**Your task**
Repeat the listing below line for line, exactly as shown.
[[ Data to use, beginning ]]
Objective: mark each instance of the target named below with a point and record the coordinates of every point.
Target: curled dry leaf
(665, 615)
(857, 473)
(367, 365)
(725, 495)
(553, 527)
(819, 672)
[[ Data to use, end ]]
**Answer section**
Objective: mark each instance of the target named below with a point and record the coordinates of every point.
Target: curled dry leaf
(665, 615)
(857, 473)
(367, 365)
(725, 495)
(553, 527)
(819, 672)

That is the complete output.